DOCUMENT TEXT:
------------------------------------------------------------------------
Written Submission to the IAEA International Panel:
Review of Lynas at Gebeng, Kuantan
Thursday, 2 June 2011
Consumers’ Association of Penang and Sahabat Alam Malaysia
The Lynas plant in Kuantan is unravelling into a nightmare. The Lanthamide concentrates (rare earths) from Australia that Lynas will import into Malaysia contain thorium AND uranium, which the processing in Kuantan will produce massive amount of radioactive wastes.
Further, there appears to be a serious disconnect in the entire review process of the Lynas plant. There seems to be two separate approval processes i.e. the Environmental Impact Assessment (EIA) under the DoE within the MNRE (Ministry of Natural Resources and Environment), and the Radiological Impact Assessment (RIA) under the Atomic Energy Licensing Board (AELB) within the MOSTI (Ministry of Science, Technology and Innovation).
On 14 May, the Minister for the International Trade and Industry (MITI), Datuk Seri Mustapha Mohammed announced the independent panel to review the proposed Lynas rare earth processing plant in Gebeng, Pahang.
Since the review involves environmental and public health and radiation safety issues, concerning a hazardous facility, it does not fall under the jurisdiction of the MITI.
We are thus puzzled why MITI was charged with announcing the review panel members, bearing in mind that a preliminary environmental impact assessment was submitted to the Department of Environment (DoE) in the Ministry of Natural Resources and Environment in 2008.
The Consumers' Association of Penang (CAP) and Sahabat Alam Malaysia (SAM) are very concerned with the Pahang State Government's decision to go ahead with the proposed rare earth plant in Gebeng despite the fact that this refinery is a disaster waiting to happen.
In 2007, SAM was invited by the Terengganu Government to give a briefing on the dangers of rare earth and SAM’s experience dealing with the exposure of radioactive waste in Bukit Merah, Perak. Following this, the project was rejected by the Terengganu Government.
------------------------------------------------------------------------
YOUR INSTRUCTIONS:
Which years are mentioned in the submission on the Lynas plant?

EXTRACTED ENTRIES:
------------------------------------------------------------------------
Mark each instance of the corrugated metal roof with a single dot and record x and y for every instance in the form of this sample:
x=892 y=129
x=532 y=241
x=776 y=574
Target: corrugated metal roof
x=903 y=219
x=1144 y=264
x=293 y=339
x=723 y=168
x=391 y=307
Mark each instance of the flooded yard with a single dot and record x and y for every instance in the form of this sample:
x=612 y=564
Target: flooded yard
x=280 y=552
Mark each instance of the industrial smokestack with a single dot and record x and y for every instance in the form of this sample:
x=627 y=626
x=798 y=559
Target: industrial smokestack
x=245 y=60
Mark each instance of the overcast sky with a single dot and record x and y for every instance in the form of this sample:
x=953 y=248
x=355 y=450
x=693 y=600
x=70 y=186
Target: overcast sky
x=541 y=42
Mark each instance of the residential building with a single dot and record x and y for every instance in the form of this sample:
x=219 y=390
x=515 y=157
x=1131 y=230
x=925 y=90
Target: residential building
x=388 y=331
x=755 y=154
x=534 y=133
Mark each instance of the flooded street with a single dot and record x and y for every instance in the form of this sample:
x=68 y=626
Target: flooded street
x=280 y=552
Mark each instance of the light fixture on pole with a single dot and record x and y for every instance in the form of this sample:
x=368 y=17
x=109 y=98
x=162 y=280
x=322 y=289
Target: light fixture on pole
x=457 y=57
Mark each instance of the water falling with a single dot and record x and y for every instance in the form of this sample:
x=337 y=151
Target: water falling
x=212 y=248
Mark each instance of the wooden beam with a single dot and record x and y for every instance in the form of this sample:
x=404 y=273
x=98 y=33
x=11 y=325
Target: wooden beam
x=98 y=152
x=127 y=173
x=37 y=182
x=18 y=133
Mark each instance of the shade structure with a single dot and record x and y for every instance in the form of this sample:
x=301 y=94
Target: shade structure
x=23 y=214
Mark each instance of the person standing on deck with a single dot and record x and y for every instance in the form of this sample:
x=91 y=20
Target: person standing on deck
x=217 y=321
------------------------------------------------------------------------
ANSWER TO THE PROBLEM:
2011, 2008, 2007